- Your goal -
Reproduce the full listing that appears beneath this instruction exactly.

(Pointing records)

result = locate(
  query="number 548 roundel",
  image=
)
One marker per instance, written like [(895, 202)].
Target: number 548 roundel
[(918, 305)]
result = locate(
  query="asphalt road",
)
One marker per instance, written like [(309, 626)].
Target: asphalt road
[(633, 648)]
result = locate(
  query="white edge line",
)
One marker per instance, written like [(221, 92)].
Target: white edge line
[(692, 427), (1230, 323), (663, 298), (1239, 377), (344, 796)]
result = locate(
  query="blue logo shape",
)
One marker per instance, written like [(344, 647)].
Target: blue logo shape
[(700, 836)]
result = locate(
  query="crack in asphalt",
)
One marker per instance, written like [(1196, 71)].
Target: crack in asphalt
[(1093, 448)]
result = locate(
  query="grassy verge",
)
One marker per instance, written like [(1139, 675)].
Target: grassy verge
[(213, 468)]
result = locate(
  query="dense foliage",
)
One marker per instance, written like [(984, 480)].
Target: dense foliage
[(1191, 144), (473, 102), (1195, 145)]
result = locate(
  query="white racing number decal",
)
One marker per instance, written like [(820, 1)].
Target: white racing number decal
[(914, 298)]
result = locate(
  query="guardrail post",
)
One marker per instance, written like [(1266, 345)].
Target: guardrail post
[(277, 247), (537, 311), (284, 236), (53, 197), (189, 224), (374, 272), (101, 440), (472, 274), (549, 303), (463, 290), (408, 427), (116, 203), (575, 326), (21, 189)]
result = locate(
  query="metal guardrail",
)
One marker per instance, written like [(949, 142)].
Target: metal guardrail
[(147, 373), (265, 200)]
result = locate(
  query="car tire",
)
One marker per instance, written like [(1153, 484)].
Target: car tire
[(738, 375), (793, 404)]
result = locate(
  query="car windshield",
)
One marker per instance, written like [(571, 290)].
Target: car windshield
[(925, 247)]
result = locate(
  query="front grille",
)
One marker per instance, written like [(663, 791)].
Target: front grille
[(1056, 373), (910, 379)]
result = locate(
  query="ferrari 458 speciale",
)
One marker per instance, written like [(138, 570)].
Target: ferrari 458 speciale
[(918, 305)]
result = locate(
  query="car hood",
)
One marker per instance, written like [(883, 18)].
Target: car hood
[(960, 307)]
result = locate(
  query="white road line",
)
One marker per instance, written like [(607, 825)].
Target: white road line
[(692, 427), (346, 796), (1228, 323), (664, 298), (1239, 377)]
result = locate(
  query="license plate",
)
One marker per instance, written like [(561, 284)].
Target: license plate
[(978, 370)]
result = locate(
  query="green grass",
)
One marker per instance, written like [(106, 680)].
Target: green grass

- Response to the task -
result = locate(
  query="number 548 roundel",
  image=
)
One marker per instance, written like [(895, 202)].
Target: number 548 roundel
[(918, 305)]
result = locate(
  query="asphalt road",
)
One marker per instance, written like [(309, 626)].
Target: asphalt road
[(633, 648)]
result = locate(
  query="white edge line",
)
One marker per instance, written like [(221, 92)].
Target: white edge line
[(692, 427), (1230, 323), (663, 298), (1239, 377), (344, 796)]
result = locate(
  query="blue logo shape",
)
One marker per instance, written like [(344, 647)].
Target: blue logo shape
[(700, 836)]
result = locate(
  query="crack in asphalt",
)
One marker per instance, written like [(1196, 71)].
Target: crack in asphalt
[(1093, 448)]
result = locate(
  query="grassy verge",
)
One marker per instance, written like [(1139, 675)].
Target: grassy verge
[(213, 468)]
result = locate(
  query="dense foliage",
)
One marker per instance, written like [(984, 480)].
Target: dense foliage
[(1191, 144), (473, 102), (1195, 145)]
result = locate(
  query="white racing number decal",
)
One marker per instance, written like [(820, 1)].
Target: white racing number decal
[(914, 298)]
result = locate(
  query="guardrail post",
)
One marker per instance, written like [(1266, 345)].
Target: guardrail post
[(277, 247), (537, 311), (284, 236), (53, 197), (189, 224), (374, 272), (101, 440), (472, 274), (549, 303), (463, 290), (408, 427), (116, 203), (575, 326), (21, 189)]
result = locate(
  query="metal guardrail",
)
One marker per instance, written like [(949, 142)].
Target: metal guardrail
[(147, 373), (265, 200)]
result = locate(
  query="car tire",
)
One marker per instance, written like [(1153, 484)].
Target: car tire
[(738, 375), (793, 404)]
result = locate(
  query="car windshield",
)
One marker per instance, written like [(571, 290)].
Target: car windshield
[(925, 247)]
result = locate(
  query="front grille",
)
One marker per instance, written like [(663, 791)].
Target: front grille
[(1056, 373), (910, 379)]
result = locate(
  query="ferrari 458 speciale",
)
One marker per instance, written like [(138, 570)].
Target: ferrari 458 speciale
[(918, 305)]
result = locate(
  query="car hood",
)
One marker per instance, written like [(883, 18)].
Target: car hood
[(960, 307)]
result = locate(
  query="white road line",
)
One marker per instance, written like [(607, 825)].
Target: white road line
[(692, 427), (346, 796), (1228, 323), (664, 298), (1239, 377)]
result = locate(
  query="license plate",
)
One marker per instance, written like [(561, 284)].
Target: license plate
[(978, 370)]
result = locate(
  query="green grass",
)
One marker per instance, written like [(106, 680)].
Target: green grass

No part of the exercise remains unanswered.